=== Excerpt ===
__________________________________________________

State and Local Tax Deduction: What the New Cap Means for You in 2025
The New SALT Rules: What Every Homeowner and Small Business Should Know
If you’ve ever looked at your tax return and thought, “How can I possibly owe this much?”—you’re not alone. Homeowners and families often feel the state and local tax deduction pinch the most, especially when juggling property taxes, state income taxes, and everything in between.
But 2025 brings a major change. Thanks to the newly signed One Big Beautiful Bill (OBBB), the long-standing $10,000 cap on the SALT deduction is getting a facelift. This may sound like just another line item buried in the tax code, but the truth is, understanding this change could mean real savings for your household or small business.
Before your eyes glaze over at the thought of tax talk, don’t worry—we’re breaking it down the AccountAbility way: plain language, practical examples, and a dash of humor to make it all go down a little easier.
What’s Actually Changing with the SALT Deduction Cap
Let’s rewind a bit. The SALT deduction—short for state and local tax deduction—has been around for decades. It lets you deduct what you’ve paid in state income taxes, local property taxes, or sales taxes from your federal taxable income. For years, there was no strict cap, meaning if you lived in a high-tax state (looking at you, New York, California, Massachusetts), your deduction could be significant.
Then came the 2017 Tax Cuts and Jobs Act (TCJA), which slammed the brakes on that by limiting the SALT deduction to $10,000 per year ($5,000 if married filing separately). For many taxpayers, especially homeowners in high-cost states, that cap stung. You could pay $20,000 in property taxes and still only deduct half of it.

__________________________________________________

=== Material ===

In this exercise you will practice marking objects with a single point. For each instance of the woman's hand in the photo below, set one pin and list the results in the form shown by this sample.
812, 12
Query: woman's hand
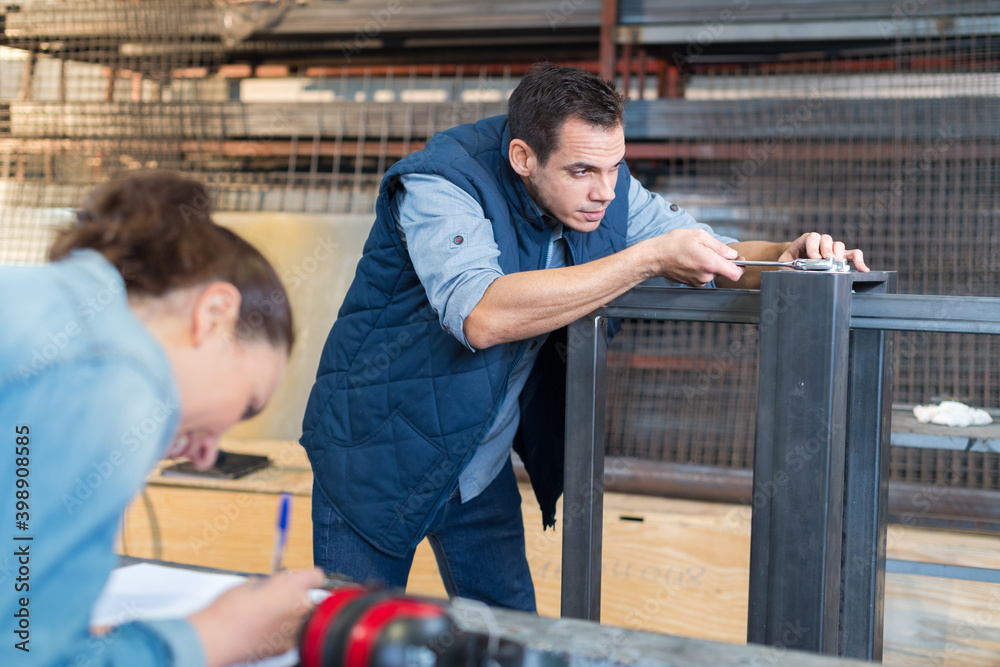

__________________________________________________

=== Exercises to complete ===
A) List the states that the SALT deduction article names as high-tax states.
B) Copy the SALT deduction article word for word from "State and Local Tax Deduction: What" to "or small business.".

=== Worked answers ===
A) New York, California, Massachusetts

B)
State and Local Tax Deduction: What the New Cap Means for You in 2025
The New SALT Rules: What Every Homeowner and Small Business Should Know
If you’ve ever looked at your tax return and thought, “How can I possibly owe this much?”—you’re not alone. Homeowners and families often feel the state and local tax deduction pinch the most, especially when juggling property taxes, state income taxes, and everything in between.
But 2025 brings a major change. Thanks to the newly signed One Big Beautiful Bill (OBBB), the long-standing $10,000 cap on the SALT deduction is getting a facelift. This may sound like just another line item buried in the tax code, but the truth is, understanding this change could mean real savings for your household or small business.